··· SELECTED EXCERPT

CHICAGO — Mayor Lori Lightfoot said she’s trying to get Gov. JB Pritzker to remove the state’s new ban on indoor dining and drinking in Chicago.
Pritzker announced the restrictions — which also include a lower limit on gathering sizes and more rules for bars and restaurants — Tuesday, saying they are needed to slow the spread of coronavirus in Chicago. Cases have surged in the city, and Chicago’s COVID-19-related hospitalizations and its positivity rate are climbing.
But Lightfoot, speaking during a Tuesday night appearance on “PBS NewsHour,” said she has asked Pritzker to reverse course to save businesses.
“If the governor’s order goes into effect, it’s shutting down a significant portion of our economy at a time when those same businesses are hanging on by a thread,” she said.
Lightfoot’s comments came only hours after Dr. Allison Arwady, head of the Chicago Department of Public Health, said the city’s officials would respect Pritzker’s decision to impose tighter restrictions on Chicago.
But Lightfoot’s request is highly unlikely to be met, which the mayor herself acknowledged.
Since Pritzker’s office plans to continue with the restrictions, they’ll go into effect Friday morning. Even more stringent rules could be imposed if the city’s COVID-19 outbreak continues to worsen.
The same rules have been applied in suburban Cook County and in counties across the state that have also seen coronavirus surges.
Business owners who try to defy the restrictions can be given warnings by police. If they still don’t listen, officers can give dispersal orders and cite owners. Businesses that still don’t comply can have their licenses revoked.
Lightfoot has previously said bars are among the riskiest places when it comes to the spread of COVID-19 because people take off their masks and, after becoming intoxicated, don’t necessarily follow safety guidelines like staying 6 feet apart.
But the mayor and Pritzker have been at odds recently over bars and restaurants and what restrictions they should face.

······

## EXERCISE DESCRIPTION
Write out the article on Chicago's indoor dining ban word for word, from "Business owners who" to "6 feet apart.".

··· DATASET ENTRIES

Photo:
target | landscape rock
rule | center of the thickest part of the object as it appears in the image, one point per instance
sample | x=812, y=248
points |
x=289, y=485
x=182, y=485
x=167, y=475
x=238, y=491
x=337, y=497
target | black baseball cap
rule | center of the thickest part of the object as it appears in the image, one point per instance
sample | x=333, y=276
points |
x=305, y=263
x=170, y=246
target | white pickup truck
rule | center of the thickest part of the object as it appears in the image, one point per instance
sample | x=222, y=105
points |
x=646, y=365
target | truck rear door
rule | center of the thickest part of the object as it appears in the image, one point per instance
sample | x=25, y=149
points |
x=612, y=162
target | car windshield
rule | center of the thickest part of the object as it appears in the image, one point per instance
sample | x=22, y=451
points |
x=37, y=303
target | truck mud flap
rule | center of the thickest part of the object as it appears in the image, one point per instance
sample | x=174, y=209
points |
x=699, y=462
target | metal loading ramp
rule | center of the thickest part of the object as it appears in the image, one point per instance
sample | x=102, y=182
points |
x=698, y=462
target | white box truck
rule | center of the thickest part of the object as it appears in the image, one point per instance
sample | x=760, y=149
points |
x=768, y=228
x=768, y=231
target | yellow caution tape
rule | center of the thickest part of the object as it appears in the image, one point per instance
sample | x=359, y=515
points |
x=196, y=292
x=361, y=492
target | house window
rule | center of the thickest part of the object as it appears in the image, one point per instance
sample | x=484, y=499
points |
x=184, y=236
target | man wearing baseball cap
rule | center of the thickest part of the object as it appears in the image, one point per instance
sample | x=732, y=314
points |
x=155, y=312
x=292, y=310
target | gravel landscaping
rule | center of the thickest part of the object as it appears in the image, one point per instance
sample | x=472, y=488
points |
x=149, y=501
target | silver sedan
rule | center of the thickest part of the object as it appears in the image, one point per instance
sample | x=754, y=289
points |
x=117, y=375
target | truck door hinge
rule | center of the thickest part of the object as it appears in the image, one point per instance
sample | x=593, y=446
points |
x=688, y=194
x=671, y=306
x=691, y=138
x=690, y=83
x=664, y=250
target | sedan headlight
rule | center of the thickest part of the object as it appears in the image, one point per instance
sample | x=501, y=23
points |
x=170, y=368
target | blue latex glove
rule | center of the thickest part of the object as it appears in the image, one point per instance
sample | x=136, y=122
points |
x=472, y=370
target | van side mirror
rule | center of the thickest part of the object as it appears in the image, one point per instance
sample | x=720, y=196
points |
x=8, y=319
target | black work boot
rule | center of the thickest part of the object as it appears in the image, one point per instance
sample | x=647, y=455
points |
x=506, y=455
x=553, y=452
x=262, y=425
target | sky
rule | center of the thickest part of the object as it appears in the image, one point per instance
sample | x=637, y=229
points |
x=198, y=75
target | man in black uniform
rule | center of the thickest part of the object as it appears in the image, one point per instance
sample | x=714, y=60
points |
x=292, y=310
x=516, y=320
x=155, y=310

······

## SOLVED PROBLEM
Business owners who try to defy the restrictions can be given warnings by police. If they still don’t listen, officers can give dispersal orders and cite owners. Businesses that still don’t comply can have their licenses revoked.
Lightfoot has previously said bars are among the riskiest places when it comes to the spread of COVID-19 because people take off their masks and, after becoming intoxicated, don’t necessarily follow safety guidelines like staying 6 feet apart.